§ **Supplied passage**
————

4.2.3 Displacement or strain measuring device
4.2.3.1 General
Equipment shall be installed to measure the displacement or strain of the loaded test piece by one of three
methods, in accordance with 4.2.3.2, 4.2.3.3 or 4.2.3.4.
4.2.3.2 Method A.1
A facility is designed to measure the apparent displacements of the test machine with the test piece (Figure 1 a)),
and with the test piece replaced by a steel or ceramic bar at least 15 mm thick. The difference between these
displacements is equivalent to the displacement of the test piece in the test jig. The displacement recording device
shall be calibrated by comparing machine cross-head displacement with the movement indicated on a dial gauge
or other displacement measuring device (see 4.2.5) contacting the cross-head.
4.2.3.3 Method A.2
A facility is designed to measure the displacement of the test piece directly using transducers contacting two
defined points on the surface of the test piece between the support loading rollers in three-point or four-point
bending (Figure 1 b)). The defined points shall be the centre of the span and one or both loading rollers in four-
point bending, or the centre of the span and one or both support rollers in three-point bending. The transducer
shall be capable of detecting movements with an accuracy of 0,001 mm, shall have output linear to 0,01 % and
shall be calibrated to an accuracy of 0,1 %.
4.2.3.4 Method A.3
A facility is designed to record the strain on the surface of the test piece by using a strain gauge placed on the
surface of the test piece between the central loading rollers in four-point bending (Figure 1 c)). The strain gauge
and its associated bridge circuit shall have an accuracy of better than 0,1 % and shall be capable of resolving a
-5
strain of less than 10 .
NOTE It is recommended that the strain gauge should only be applied by experienced personnel in order to ensure it
performs accurately. It is also recommended that two or more gauges are fitted and their outputs recorded simultaneously
in order to provide a check on reproducibility.
4.2.4 Micrometer
in accordance with ISO 3611, but capable of recording to 0,002 mm, or other device of equivalent accuracy,
for measuring the dimensions of the test piece.
4.2.5 Dial gauge
in accordance with EN ISO 463 or other calibrated displacement measuring device, capable of recording to
0,01 mm.
4.3 Test pieces
Test pieces shall be rectangular section bars selected and prepared by agreement between parties. They may be
directly prepared close to final dimensions or machined from larger blocks. This test measures Young’s modulus
parallel to the length of the test piece. If the test material is likely to be elastically anisotropic, care shall be taken in
selection of the test piece orientation and in the interpretation of the test results. The maximum grain size (see
EN 623-3), excluding deliberately added whiskers, shall be less than 10 % of the minimum dimension of the test
piece.

————

§ **Task inputs**
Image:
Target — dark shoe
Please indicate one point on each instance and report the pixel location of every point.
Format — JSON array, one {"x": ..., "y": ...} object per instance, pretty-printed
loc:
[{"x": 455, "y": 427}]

————

§ **Exercise requirements**
**A.** In the passage on displacement and strain measurement, what is the minimum thickness of the steel or ceramic bar used in Method A.1?
**B.** Rewrite the listing in full, swapping "dark shoe" for "black shoe" and leaving everything else unchanged.
The listing and the passage on displacement and strain measurement were taken from unrelated sources.

§ **Solutions to the tasks**
**A.** The bar must be at least 15 mm thick.

**B.**
Image:
Target — black shoe
Please indicate one point on each instance and report the pixel location of every point.
Format — JSON array, one {"x": ..., "y": ...} object per instance, pretty-printed
loc:
[{"x": 455, "y": 427}]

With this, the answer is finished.